Il faut voir les messages de Gabriel Attal qui n’a aucun poste dans le gouvernement mais qui se prend déjà pour le président élu, qui montre toute sa colère, tel un chef de guerre qui doit faire trembler de peur la Russie et les USA. Bref, là n’est pas le sujet, mais je n’ai pas pu m’empêcher de le mentionner tellement lui et ses congénères sont pathétiques. Quoi qu’il en soit, du point du vue des marchés, vous leur donnez un peu d’air au niveau de l’inflation en n’en parlant plus (même si vous leur avez cassé les oreilles – je dis les oreilles pour rester poli – depuis quatre ans), vous leur racontez une belle histoire avec des couleurs et des gentils personnages sur la guerre en Ukraine, vous packagez correctement l’histoire des droits de douane en disant que FINALEMENT C’EST PAS SI GRAVE (surtout qu’on s’en fout de l’inflation ! si, si, je viens de vous le dire)… Et à la fin, vous avez le S&P500 qui termine sa séance PRESQUE au plus haut de tous les temps. Vous avez le DAX qui est au plus haut de tous les temps. Le CAC qui est PRESQUE au plus haut de tous les temps. Le SMI qui est PRESQUE au plus haut de tous les temps et le SOX qui est toujours dans son range latéral et qui refuse d’en sortir.

Tout va bien dans le meilleur des mondes et c’est quand même tout grâce à Trump !

Et maintenant ???

Ce matin la Chine et Hong Kong sont en hausse parce que tout le monde veut de la Chine et Hong Kong pour parier sur l’IA chinoise pas chère. Le Japon recule de 0.8% parce que le yen se renforce et que les exportatrices n’aiment pas ça. Le pétrole est revenu sur les 71$, comme prévu par le Président du Monde libre, Donald Trump, l’or n’est pas loin de ses plus hauts de tous les temps et le Bitcoin repart en direction des 97’000$.
-=-=-=-=-
* Consigne 1: Pour chacune des affirmations suivantes, indiquez par oui ou non si elle concorde avec le texte, et citez mot pour mot les termes du texte qui tranchent : (a) le DAX est au plus haut de tous les temps ; (b) le Japon progresse ce matin ; (c) le SOX est sorti de son range latéral.
* Consigne 2: Reprenez fidèlement le passage du texte qui va de « Ce matin la » jusqu’à « direction des 97’000$. » inclus.
Seul le texte fait foi pour répondre.
-=-=-=-=-
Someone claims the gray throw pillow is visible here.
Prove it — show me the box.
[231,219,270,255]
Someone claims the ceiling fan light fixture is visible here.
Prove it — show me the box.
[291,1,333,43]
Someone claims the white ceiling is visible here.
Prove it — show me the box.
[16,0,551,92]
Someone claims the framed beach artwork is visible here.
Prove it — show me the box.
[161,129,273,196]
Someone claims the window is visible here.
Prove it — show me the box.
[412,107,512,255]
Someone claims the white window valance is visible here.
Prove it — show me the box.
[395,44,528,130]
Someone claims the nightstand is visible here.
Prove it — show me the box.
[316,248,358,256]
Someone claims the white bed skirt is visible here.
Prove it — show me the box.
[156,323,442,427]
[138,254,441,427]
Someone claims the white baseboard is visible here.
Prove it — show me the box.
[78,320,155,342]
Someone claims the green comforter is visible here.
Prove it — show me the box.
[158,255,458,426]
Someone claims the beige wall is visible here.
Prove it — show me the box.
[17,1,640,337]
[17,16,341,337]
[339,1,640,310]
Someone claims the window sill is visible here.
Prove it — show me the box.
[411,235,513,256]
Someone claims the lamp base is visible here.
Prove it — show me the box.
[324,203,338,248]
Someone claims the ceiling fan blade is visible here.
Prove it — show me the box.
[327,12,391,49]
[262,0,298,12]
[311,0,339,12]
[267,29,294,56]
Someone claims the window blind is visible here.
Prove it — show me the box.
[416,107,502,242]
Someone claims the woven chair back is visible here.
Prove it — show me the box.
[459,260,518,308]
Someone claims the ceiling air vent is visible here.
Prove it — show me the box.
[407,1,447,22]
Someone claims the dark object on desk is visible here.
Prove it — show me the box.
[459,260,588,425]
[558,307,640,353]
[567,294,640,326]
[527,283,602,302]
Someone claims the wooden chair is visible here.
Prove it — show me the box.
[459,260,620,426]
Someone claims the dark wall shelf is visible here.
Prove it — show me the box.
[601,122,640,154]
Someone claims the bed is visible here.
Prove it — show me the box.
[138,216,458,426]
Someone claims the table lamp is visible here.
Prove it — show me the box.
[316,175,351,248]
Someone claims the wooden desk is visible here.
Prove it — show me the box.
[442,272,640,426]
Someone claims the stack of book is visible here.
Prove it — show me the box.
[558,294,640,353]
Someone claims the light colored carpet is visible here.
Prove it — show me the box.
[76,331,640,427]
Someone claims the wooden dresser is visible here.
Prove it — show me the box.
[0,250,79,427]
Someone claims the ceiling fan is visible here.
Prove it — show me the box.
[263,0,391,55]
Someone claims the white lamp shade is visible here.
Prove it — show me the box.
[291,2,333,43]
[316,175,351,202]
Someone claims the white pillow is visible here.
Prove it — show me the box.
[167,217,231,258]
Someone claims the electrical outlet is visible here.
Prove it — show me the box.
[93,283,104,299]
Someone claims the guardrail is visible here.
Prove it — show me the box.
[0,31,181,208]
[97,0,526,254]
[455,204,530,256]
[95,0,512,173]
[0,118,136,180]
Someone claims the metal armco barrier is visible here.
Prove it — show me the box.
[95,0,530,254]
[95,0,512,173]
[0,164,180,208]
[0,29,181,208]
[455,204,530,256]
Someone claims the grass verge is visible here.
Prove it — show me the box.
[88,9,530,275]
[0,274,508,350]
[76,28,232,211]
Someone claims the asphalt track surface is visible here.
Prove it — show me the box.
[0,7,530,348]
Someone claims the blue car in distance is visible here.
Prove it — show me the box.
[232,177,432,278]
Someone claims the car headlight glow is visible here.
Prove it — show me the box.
-=-=-=-=-
* Réponse complète 1:
(a) Oui : « Vous avez le DAX qui est au plus haut de tous les temps. »
(b) Non : « Le Japon recule de 0.8% »
(c) Non : « le SOX qui est toujours dans son range latéral et qui refuse d’en sortir »

* Réponse complète 2:
Ce matin la Chine et Hong Kong sont en hausse parce que tout le monde veut de la Chine et Hong Kong pour parier sur l’IA chinoise pas chère. Le Japon recule de 0.8% parce que le yen se renforce et que les exportatrices n’aiment pas ça. Le pétrole est revenu sur les 71$, comme prévu par le Président du Monde libre, Donald Trump, l’or n’est pas loin de ses plus hauts de tous les temps et le Bitcoin repart en direction des 97’000$.